Stated goal: In the part of the items below that opens with the line containing "Place a point on each instance of the black blazer, giving" and runs through the end of the items, replace "recorded like this form" with "formatted like this" and give those lines again with nothing else changed. Leave the pictures out of your answer.

Exercise inputs:

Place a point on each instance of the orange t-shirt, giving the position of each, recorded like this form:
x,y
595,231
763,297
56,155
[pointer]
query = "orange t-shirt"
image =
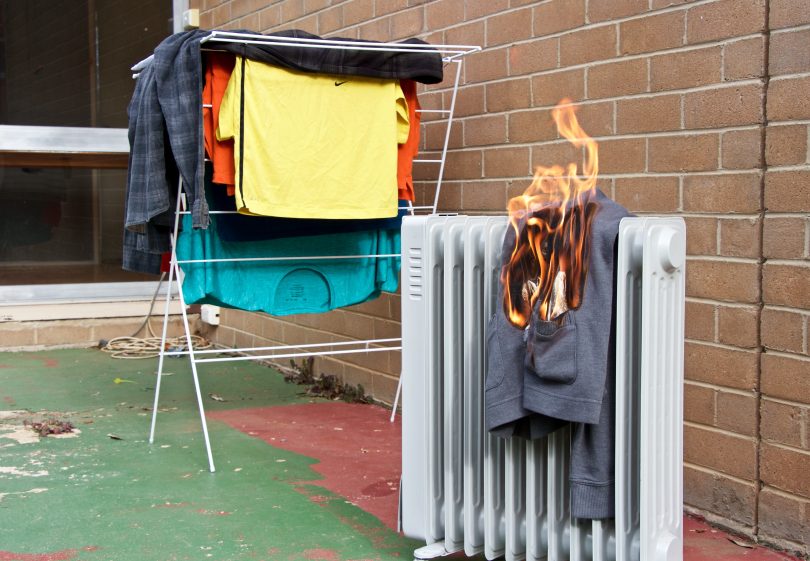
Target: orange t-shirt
x,y
407,152
218,69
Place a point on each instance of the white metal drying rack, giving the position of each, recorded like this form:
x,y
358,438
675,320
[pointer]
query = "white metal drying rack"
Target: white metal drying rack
x,y
451,54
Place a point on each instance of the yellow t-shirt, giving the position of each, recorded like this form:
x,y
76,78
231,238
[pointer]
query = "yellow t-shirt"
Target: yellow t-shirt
x,y
315,145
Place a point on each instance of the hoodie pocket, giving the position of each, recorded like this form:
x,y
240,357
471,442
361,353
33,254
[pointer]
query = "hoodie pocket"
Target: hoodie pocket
x,y
506,347
551,352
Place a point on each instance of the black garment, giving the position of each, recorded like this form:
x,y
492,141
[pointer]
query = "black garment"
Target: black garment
x,y
166,129
424,65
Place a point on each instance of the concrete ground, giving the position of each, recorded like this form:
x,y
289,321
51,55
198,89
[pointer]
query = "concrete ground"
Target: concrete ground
x,y
297,478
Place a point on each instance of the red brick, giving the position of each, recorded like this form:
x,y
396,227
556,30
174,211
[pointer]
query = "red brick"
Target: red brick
x,y
783,517
549,88
732,455
787,191
484,196
648,114
683,153
532,126
742,149
509,27
383,7
509,95
603,10
744,59
710,22
782,330
701,235
733,368
407,24
784,238
686,69
240,8
596,118
435,133
506,162
250,21
788,13
788,99
739,237
291,10
485,130
330,20
469,101
587,45
652,33
738,326
626,155
700,321
358,11
647,194
786,145
486,65
721,193
475,10
270,17
737,413
787,285
559,153
617,78
535,56
786,377
558,15
720,495
376,30
785,469
782,423
724,107
463,165
789,52
449,198
440,15
729,281
468,34
698,404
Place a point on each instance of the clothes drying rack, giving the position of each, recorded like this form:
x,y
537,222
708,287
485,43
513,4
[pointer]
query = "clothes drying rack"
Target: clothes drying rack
x,y
452,55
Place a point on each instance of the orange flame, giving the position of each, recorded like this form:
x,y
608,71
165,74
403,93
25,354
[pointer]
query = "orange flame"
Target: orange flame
x,y
552,223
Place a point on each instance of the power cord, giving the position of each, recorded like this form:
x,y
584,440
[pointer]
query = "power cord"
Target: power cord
x,y
133,347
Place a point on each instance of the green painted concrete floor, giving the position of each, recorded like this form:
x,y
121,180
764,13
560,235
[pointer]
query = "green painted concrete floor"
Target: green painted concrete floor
x,y
297,478
96,497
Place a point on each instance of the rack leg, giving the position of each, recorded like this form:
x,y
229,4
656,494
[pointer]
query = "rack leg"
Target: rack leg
x,y
396,398
193,361
161,356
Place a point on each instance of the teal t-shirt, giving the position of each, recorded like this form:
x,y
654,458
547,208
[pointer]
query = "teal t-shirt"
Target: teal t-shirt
x,y
288,287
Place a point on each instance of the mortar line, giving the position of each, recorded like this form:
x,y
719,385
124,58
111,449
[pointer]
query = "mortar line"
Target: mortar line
x,y
760,277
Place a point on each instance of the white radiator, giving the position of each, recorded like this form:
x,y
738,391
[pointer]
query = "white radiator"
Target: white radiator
x,y
464,490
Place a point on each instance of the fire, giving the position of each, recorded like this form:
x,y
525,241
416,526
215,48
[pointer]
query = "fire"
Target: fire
x,y
552,222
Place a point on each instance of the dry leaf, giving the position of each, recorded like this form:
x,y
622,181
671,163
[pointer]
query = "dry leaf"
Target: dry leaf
x,y
741,543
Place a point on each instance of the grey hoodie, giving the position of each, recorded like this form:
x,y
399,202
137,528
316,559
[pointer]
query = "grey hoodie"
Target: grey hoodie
x,y
549,374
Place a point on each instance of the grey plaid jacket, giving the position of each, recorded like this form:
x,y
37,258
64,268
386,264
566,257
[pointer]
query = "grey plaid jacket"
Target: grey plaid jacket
x,y
166,130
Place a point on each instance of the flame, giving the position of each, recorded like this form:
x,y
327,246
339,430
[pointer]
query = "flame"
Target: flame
x,y
552,223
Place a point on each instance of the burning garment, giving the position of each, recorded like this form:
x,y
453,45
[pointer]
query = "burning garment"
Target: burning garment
x,y
563,370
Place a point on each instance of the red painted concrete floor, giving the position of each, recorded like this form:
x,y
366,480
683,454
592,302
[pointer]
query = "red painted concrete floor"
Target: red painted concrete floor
x,y
358,453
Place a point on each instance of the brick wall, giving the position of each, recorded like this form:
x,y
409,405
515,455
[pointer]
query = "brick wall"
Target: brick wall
x,y
701,109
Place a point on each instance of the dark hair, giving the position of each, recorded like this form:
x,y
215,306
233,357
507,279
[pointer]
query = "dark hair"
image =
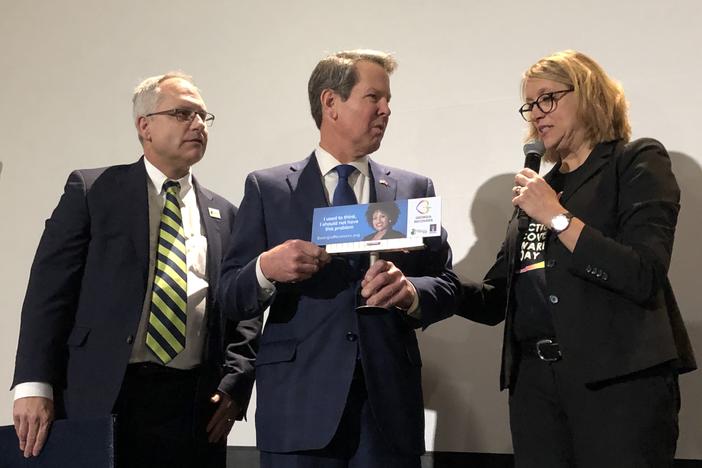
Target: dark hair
x,y
338,73
390,209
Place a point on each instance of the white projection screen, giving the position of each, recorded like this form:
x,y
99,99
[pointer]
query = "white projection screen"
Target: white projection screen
x,y
69,67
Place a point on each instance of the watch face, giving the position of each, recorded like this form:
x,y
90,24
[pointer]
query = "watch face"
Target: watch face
x,y
560,222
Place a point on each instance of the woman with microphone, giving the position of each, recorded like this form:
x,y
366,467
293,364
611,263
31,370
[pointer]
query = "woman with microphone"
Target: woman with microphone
x,y
594,340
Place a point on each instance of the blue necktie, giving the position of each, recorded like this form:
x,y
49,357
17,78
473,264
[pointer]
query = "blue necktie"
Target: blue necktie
x,y
343,195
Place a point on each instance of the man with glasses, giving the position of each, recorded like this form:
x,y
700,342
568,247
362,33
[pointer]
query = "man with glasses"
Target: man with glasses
x,y
119,315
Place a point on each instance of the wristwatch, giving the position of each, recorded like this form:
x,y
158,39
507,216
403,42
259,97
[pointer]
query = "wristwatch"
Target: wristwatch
x,y
560,223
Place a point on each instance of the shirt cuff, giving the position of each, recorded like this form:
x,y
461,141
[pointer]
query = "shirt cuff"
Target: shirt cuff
x,y
266,288
34,389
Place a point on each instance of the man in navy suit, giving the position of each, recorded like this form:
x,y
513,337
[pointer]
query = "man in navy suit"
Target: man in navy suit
x,y
111,323
336,388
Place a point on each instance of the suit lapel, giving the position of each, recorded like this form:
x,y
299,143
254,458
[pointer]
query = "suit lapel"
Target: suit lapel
x,y
383,185
211,227
306,189
599,156
135,197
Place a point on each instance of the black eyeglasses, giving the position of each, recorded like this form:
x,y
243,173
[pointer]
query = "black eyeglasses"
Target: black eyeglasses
x,y
186,115
546,103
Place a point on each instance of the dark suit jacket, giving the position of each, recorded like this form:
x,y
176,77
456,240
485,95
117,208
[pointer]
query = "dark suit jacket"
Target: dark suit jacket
x,y
87,288
612,305
310,343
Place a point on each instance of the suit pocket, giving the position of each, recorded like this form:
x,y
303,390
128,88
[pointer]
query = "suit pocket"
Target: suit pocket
x,y
275,352
78,336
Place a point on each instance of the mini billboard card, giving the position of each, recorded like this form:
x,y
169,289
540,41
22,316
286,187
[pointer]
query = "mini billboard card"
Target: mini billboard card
x,y
377,227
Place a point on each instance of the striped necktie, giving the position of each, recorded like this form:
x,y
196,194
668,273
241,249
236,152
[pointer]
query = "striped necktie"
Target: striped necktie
x,y
165,332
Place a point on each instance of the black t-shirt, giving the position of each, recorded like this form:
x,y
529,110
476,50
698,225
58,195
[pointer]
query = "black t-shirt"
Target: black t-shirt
x,y
532,318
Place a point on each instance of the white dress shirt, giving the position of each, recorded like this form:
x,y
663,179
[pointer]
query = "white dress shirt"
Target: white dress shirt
x,y
196,259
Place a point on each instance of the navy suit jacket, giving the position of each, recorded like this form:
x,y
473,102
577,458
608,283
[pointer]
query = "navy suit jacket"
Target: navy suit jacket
x,y
313,335
87,288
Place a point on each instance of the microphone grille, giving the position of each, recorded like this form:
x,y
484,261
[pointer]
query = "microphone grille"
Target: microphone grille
x,y
534,147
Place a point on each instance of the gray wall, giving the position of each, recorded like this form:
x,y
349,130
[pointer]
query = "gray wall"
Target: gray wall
x,y
69,67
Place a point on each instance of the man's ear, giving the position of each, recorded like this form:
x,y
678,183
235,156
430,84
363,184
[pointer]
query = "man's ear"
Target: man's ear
x,y
142,125
329,101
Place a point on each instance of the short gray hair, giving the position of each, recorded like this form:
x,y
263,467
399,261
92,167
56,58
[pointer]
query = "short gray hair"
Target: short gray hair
x,y
338,73
148,92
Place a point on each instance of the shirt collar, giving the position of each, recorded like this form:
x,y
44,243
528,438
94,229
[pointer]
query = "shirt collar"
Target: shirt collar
x,y
157,178
327,162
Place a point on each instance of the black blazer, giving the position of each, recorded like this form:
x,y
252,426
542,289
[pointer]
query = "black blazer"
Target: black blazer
x,y
612,305
313,335
87,288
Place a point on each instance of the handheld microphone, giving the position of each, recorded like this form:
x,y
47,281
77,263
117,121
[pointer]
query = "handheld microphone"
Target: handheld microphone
x,y
533,152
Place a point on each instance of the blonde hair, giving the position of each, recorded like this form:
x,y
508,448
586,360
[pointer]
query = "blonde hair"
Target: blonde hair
x,y
602,107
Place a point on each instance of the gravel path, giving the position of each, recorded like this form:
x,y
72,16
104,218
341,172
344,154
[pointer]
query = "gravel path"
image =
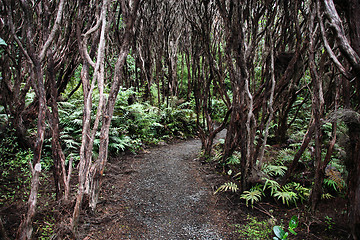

Result:
Place a point on each instance of the black blazer, giving the position of each, formatted like this:
x,y
252,426
542,289
[pointer]
query = "black blazer"
Target: black blazer
x,y
612,305
313,335
87,288
Place a point on each instance of the handheld microphone, giving the position of each, formatted like this:
x,y
47,281
77,263
117,121
[pointer]
query = "handheld microphone"
Target: handheld microphone
x,y
533,152
Place a point on each instance of the blonde hair, giving the position of each, formatted like this:
x,y
508,448
586,360
[pointer]
query = "blonde hair"
Target: blonde hair
x,y
602,107
Place a point on each instance of the gravel path, giving the position of each, formatted like this:
x,y
72,16
104,218
341,172
344,154
[pointer]
query = "gravel path"
image =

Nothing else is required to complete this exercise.